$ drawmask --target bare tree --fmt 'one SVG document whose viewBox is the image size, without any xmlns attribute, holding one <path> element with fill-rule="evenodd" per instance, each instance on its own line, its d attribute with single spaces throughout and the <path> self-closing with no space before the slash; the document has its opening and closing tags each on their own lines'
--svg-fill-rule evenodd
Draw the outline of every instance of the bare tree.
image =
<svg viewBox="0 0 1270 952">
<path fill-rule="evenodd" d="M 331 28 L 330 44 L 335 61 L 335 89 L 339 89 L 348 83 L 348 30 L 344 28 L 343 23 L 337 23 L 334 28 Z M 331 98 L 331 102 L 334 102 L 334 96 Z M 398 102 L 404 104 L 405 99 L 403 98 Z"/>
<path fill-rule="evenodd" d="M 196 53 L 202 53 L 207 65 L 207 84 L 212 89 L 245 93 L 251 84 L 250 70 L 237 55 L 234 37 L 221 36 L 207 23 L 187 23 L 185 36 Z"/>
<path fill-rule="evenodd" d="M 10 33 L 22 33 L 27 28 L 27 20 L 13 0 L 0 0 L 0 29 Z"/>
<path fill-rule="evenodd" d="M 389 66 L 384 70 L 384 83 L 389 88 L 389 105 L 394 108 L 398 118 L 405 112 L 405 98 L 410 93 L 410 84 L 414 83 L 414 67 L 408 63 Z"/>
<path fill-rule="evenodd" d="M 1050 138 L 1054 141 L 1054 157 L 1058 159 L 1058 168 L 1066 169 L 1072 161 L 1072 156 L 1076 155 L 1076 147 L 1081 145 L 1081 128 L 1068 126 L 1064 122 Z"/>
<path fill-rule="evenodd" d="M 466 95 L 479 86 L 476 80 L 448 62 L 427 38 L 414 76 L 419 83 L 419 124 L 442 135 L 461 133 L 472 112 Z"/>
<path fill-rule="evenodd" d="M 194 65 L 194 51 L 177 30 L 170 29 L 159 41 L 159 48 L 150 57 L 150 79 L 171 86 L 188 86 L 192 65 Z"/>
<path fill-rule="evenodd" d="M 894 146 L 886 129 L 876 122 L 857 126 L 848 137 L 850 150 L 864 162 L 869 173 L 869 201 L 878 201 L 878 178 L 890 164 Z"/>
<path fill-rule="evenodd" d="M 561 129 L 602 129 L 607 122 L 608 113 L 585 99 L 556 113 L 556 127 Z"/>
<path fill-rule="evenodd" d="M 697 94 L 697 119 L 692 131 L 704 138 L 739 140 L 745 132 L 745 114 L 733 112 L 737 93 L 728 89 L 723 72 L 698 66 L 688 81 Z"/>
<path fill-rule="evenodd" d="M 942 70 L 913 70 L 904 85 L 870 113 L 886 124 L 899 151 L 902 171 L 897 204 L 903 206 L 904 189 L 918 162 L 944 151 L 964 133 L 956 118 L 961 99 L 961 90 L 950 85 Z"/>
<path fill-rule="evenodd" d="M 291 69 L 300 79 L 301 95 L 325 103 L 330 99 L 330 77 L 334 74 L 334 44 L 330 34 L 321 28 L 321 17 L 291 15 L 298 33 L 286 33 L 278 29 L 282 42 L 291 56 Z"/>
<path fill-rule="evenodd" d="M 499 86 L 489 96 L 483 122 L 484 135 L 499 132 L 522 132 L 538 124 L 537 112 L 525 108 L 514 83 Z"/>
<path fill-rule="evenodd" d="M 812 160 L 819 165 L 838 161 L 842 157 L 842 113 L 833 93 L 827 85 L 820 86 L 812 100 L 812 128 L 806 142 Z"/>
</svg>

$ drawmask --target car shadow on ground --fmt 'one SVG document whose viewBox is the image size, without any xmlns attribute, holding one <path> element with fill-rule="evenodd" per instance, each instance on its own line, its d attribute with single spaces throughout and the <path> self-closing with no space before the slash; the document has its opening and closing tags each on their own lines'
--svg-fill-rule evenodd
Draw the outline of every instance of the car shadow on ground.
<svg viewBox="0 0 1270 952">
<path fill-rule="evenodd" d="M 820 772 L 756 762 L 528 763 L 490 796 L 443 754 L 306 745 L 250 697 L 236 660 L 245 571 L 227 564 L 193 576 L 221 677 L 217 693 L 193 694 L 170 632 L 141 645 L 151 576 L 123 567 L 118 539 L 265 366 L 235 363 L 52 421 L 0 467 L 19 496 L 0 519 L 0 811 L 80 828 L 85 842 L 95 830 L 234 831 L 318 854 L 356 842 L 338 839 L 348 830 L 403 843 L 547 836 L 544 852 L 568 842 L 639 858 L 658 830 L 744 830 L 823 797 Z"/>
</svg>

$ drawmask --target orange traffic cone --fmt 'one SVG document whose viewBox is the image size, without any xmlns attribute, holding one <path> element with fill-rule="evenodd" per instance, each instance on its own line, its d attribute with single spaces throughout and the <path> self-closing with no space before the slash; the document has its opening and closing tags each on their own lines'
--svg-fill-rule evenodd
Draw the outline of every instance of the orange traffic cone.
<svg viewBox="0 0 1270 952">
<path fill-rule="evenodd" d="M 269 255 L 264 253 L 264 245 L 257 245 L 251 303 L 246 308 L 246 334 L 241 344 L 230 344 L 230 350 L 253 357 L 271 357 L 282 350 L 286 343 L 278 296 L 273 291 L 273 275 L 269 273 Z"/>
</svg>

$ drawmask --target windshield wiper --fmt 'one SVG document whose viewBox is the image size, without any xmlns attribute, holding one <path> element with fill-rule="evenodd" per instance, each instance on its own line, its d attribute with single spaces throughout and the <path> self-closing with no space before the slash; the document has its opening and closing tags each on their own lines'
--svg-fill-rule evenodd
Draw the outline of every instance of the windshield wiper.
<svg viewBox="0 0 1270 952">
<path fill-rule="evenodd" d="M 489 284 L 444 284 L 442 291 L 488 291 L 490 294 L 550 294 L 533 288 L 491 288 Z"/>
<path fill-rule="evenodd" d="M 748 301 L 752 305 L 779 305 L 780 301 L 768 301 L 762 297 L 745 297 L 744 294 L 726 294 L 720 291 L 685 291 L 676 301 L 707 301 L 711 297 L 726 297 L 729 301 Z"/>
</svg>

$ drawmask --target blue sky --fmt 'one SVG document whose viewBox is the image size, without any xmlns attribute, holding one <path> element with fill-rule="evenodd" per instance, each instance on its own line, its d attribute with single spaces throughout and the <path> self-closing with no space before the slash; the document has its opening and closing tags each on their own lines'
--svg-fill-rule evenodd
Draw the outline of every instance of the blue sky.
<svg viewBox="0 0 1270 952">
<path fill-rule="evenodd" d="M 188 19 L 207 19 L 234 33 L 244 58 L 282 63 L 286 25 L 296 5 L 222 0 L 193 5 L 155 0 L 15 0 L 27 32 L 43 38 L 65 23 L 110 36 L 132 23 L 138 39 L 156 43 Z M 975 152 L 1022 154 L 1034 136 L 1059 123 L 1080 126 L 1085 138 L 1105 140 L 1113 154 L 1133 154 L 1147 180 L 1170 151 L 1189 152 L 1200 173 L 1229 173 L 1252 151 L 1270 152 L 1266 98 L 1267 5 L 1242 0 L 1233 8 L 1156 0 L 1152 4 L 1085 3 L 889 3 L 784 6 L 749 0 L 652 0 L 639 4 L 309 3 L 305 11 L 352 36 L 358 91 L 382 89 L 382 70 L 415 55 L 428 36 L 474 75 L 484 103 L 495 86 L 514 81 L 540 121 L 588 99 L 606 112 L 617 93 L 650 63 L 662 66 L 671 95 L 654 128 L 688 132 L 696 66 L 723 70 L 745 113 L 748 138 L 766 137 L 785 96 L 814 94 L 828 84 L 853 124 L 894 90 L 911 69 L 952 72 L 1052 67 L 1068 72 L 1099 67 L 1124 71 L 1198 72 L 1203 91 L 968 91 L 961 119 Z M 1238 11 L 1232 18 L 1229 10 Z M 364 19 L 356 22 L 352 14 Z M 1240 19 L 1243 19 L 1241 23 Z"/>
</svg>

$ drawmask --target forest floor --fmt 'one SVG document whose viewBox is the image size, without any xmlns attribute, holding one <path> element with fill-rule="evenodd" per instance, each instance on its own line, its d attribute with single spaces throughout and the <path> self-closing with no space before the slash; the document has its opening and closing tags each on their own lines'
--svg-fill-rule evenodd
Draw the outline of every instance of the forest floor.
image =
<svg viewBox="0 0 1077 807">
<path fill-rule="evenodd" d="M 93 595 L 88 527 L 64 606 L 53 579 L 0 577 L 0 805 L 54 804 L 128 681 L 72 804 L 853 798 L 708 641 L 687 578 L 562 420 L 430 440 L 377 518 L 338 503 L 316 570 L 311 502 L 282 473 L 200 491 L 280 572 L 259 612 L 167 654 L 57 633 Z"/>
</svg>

- - - - -

### WHAT YOU SHOULD DO
Copy the items from their first line through the line containing "331 28 L 330", putting "dead tree" wherever "bare tree" appears and keeping everything else the same.

### ANSWER TO THIS TASK
$ drawmask --target dead tree --fmt 'one SVG document whose viewBox is the image size, without any xmlns attribute, holding one <path> element with fill-rule="evenodd" per instance, each instance on its own line, its d attribute with single spaces throughout and the <path> self-closing with no space before the slash; the document has its opening and closing tags each on their own lines'
--svg-fill-rule evenodd
Draw the outline of every instance of the dead tree.
image =
<svg viewBox="0 0 1270 952">
<path fill-rule="evenodd" d="M 331 28 L 330 44 L 335 61 L 335 89 L 339 89 L 348 83 L 348 30 L 344 28 L 343 23 L 337 23 L 334 28 Z M 331 98 L 331 102 L 334 102 L 334 96 Z M 398 102 L 404 104 L 405 99 L 403 98 Z"/>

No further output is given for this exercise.